::: Supplied information :::
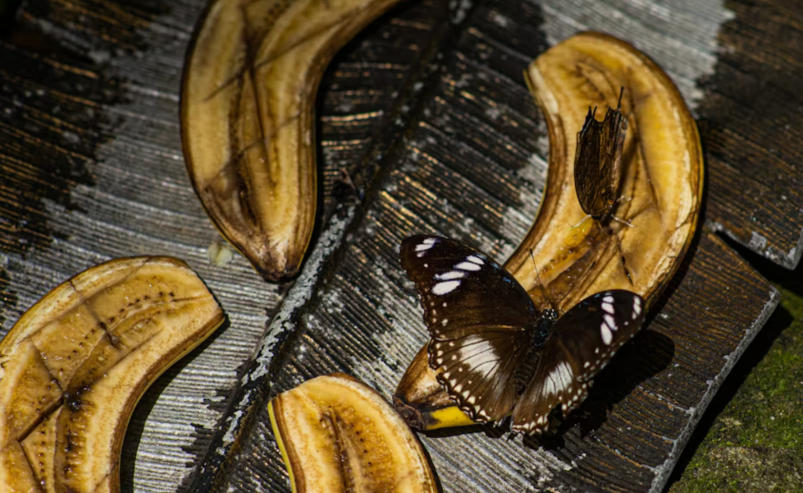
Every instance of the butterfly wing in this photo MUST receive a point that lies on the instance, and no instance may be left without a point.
(583, 342)
(597, 162)
(479, 319)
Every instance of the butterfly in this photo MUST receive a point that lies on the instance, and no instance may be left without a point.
(598, 162)
(494, 351)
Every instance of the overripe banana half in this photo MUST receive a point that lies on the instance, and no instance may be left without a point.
(662, 178)
(74, 366)
(247, 118)
(337, 434)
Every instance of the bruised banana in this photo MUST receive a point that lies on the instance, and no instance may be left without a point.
(74, 366)
(247, 118)
(661, 189)
(337, 434)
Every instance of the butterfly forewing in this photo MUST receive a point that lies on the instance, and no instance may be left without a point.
(582, 343)
(479, 318)
(597, 163)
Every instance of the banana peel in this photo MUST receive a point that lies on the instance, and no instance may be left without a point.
(74, 366)
(248, 122)
(337, 434)
(574, 256)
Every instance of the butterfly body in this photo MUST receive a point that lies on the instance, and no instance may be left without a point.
(495, 353)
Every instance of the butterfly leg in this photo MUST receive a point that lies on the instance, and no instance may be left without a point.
(581, 221)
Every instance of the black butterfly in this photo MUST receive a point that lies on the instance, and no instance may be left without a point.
(497, 352)
(598, 161)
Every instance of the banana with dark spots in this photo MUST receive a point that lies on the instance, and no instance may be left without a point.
(248, 122)
(74, 366)
(337, 434)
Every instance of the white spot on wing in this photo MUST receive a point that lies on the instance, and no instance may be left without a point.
(606, 334)
(467, 266)
(444, 287)
(448, 276)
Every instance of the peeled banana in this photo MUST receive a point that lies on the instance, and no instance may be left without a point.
(662, 179)
(247, 119)
(337, 434)
(74, 366)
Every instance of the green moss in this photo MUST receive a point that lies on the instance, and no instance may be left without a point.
(756, 442)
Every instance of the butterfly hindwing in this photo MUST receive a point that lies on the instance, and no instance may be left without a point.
(479, 319)
(582, 343)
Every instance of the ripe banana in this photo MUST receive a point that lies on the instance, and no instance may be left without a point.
(74, 366)
(337, 434)
(247, 119)
(662, 180)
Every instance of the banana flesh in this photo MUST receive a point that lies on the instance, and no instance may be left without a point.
(74, 366)
(337, 434)
(247, 119)
(575, 258)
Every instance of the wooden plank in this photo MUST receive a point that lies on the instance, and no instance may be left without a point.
(92, 168)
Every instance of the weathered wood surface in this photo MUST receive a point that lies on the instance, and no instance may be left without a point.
(91, 167)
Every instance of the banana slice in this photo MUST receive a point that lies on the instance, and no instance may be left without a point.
(247, 119)
(74, 366)
(337, 434)
(662, 179)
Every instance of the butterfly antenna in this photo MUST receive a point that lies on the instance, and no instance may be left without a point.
(611, 232)
(538, 277)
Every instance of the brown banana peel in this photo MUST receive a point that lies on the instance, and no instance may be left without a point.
(662, 178)
(337, 434)
(74, 366)
(248, 121)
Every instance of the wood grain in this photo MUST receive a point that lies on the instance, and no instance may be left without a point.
(428, 112)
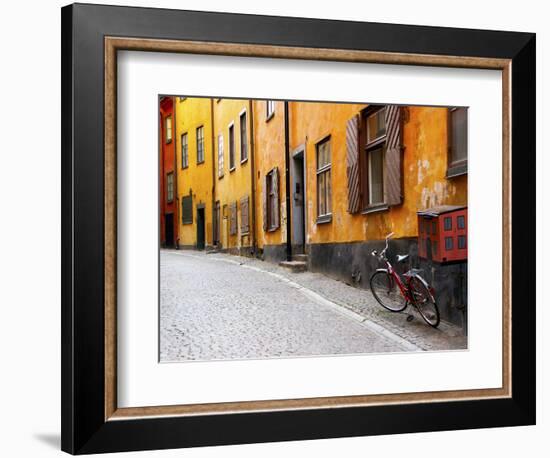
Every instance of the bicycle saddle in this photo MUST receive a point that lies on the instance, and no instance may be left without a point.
(412, 272)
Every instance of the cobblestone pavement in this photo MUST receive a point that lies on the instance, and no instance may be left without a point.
(216, 306)
(445, 337)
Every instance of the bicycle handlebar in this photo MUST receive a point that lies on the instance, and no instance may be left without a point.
(383, 252)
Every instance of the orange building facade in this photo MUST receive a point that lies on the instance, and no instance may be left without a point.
(167, 174)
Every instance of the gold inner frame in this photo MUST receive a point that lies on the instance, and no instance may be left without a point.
(114, 44)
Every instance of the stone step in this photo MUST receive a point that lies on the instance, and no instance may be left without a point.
(299, 257)
(294, 266)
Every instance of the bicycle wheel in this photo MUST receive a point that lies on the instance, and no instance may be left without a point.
(424, 301)
(386, 292)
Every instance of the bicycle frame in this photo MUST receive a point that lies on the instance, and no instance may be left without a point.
(405, 289)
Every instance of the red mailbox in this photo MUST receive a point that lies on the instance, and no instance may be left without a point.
(443, 233)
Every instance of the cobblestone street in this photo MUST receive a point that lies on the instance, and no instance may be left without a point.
(218, 306)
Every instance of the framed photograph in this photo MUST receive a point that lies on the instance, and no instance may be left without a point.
(284, 228)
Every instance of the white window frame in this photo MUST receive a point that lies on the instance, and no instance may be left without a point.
(220, 156)
(230, 126)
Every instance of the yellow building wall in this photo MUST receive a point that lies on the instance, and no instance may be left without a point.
(235, 184)
(269, 149)
(192, 113)
(424, 169)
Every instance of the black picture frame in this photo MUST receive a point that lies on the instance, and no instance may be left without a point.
(84, 428)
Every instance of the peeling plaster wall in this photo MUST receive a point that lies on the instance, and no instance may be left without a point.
(190, 114)
(235, 184)
(424, 172)
(269, 150)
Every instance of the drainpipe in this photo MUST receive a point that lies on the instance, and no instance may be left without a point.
(252, 177)
(176, 198)
(287, 185)
(213, 143)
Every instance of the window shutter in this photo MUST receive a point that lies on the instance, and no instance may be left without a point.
:::
:: Directions ::
Set down the material exactly, every line of it, except for the pictures.

:: Worked answer ::
Every instance of the butterfly wing in this photo MUST receive a point that lies on the instance, and no instance may be left without a point.
(583, 342)
(597, 162)
(479, 319)
Every instance of the butterfly in this photo MUST receive a point that lies on the instance, and no instance may be left without a point.
(598, 162)
(494, 351)
Every instance of the overripe banana half in this photo MUST receive a point that lies on the instance, and no instance may be left without a point.
(662, 178)
(74, 366)
(247, 118)
(337, 434)
Every instance of the bruised banana in this photo MUST receive a point that lies on the instance, and no instance may be left without a point.
(74, 366)
(247, 118)
(661, 189)
(337, 434)
Every instance of the butterfly forewing in this photo MUST receive a point that lies on the instance, and no instance may be left without a point.
(582, 343)
(479, 318)
(597, 163)
Every instance of the banana peel in this photo MUST receive a point that lies on the instance, and no instance may be left without a point.
(74, 366)
(248, 122)
(337, 434)
(574, 256)
Every instance of the butterfly body in this photo MUST receive a point that lies on the instance, and no instance may be left without a point.
(495, 353)
Every instance of the butterfly leg in this photo MUST receive a point that lies on the instance, and no instance may be left without a point.
(581, 221)
Every instance of the black butterfly in this photo MUST receive a point that lies on the instance, and no instance may be left without a point.
(497, 352)
(598, 161)
Every instance of the banana with dark spots in this photo MUST receive a point that lies on the instance, and no instance may be left without a point.
(248, 122)
(74, 366)
(337, 434)
Every instance of the white spot on wing in this photo MUST receive a point that lies on the instance, and no instance may be left without a point.
(606, 334)
(467, 266)
(444, 287)
(448, 276)
Every instance of the peeled banana in this photo MUST receive a point that lies on the instance, and no instance may be left without a point.
(662, 179)
(247, 119)
(337, 434)
(74, 366)
Every instance of the green moss in this photo MUST receive a point that lies on the instance, and no instance may be left without a point.
(756, 442)
Every instance of the butterfly hindwing in this photo MUST receive a point that lies on the instance, and no instance may be left without a point.
(479, 319)
(582, 343)
Every instance of the ripe banana in this photo MUST receive a point that lies on the instance, and no instance may be left without a point.
(74, 366)
(337, 434)
(247, 119)
(662, 180)
Every instance of the banana flesh in this photo MUST receive a point that lies on the instance, and no instance may be left without a point.
(74, 366)
(337, 434)
(247, 119)
(575, 258)
Every instance of the wooden plank in this photo MUST receive a point that lies on the instance, and no instance may be left without a point.
(92, 168)
Every instance of the weathered wood surface in this photo MUST receive a point that lies on the instance, and no instance may be left without a point.
(91, 167)
Every instance of the banana slice in this photo MUST receive a point that lies on the instance, and no instance may be left without a point.
(247, 119)
(74, 366)
(337, 434)
(662, 179)
Every instance of the butterfly antenna in this photo MUST receive a point that lies on the instance, and no instance may be left without a point.
(611, 232)
(538, 277)
Every instance of the brown banana peel in this photo MUST receive a point that lies on the instance, and no instance may be left without a point.
(662, 178)
(337, 434)
(74, 366)
(248, 121)
Every instance of the wood grain in this photo MUST receive a point that lies on the instance, and no instance may be left without a point.
(428, 112)
Every instance of the bicycle saddle in this photo MUST receive a point that lies on the instance, and no instance may be left without a point.
(412, 272)
Every instance of the cobblestone pavement in this photo MUST receive a point that lies on the instance, and no instance may be left without a point.
(216, 306)
(445, 337)
Every instance of the bicycle handlebar in this photo MUST receive a point that lies on the instance, and no instance may be left without a point.
(383, 252)
Every instance of the orange building facade in this photo MUST receive a point that lies on the instance, and no instance may be left without a point.
(167, 174)
Every instance of the gold inner frame in this photo MUST receive a point that lies on the instance, and no instance may be left without a point.
(114, 44)
Every instance of the stone step in this photo MUST receive a point that lies on the instance, and no instance may be left without a point.
(299, 257)
(294, 266)
Every instance of the bicycle wheel in this photo MUST receive a point that lies on the instance, and no instance may be left without a point.
(424, 301)
(386, 292)
Every instance of the bicycle frame in this photo MUST receive a point that lies on the instance, and no instance may be left without a point.
(405, 289)
Every instance of the red mailbox in this photo MUST receive a point that lies on the instance, and no instance may be left without a point.
(443, 233)
Every instance of the cobblestone street in this photo MUST receive a point that lies on the instance, and no instance may be left without a point.
(218, 306)
Every instance of the framed photograph in this photo MUST receive a point that lies on the instance, and no instance may be left without a point.
(284, 228)
Every instance of the white window frame in this photo MUST receive a point that lies on the instance, and no instance may be left without a point.
(220, 156)
(230, 126)
Every instance of the yellow building wall in this photo MUST receive a point that lies on the instance, and no instance may be left without a point.
(235, 184)
(269, 149)
(192, 113)
(424, 169)
Every instance of the black picture frame in this photo MUST receive a point that lies on the instance, and no instance may be left without a point.
(84, 428)
Every instance of the peeling plaster wall in this photo MUST receive a point that lies on the instance, and no instance may be left without a point.
(190, 114)
(235, 184)
(424, 172)
(269, 150)
Every instance of the drainpipe in this photo MUST receive a point that lies on the instance, and no instance may be left without a point.
(252, 177)
(176, 198)
(287, 185)
(213, 143)
Every instance of the window shutter in this photo MUST receive a point that lies on the instance, and no instance may be left without a point.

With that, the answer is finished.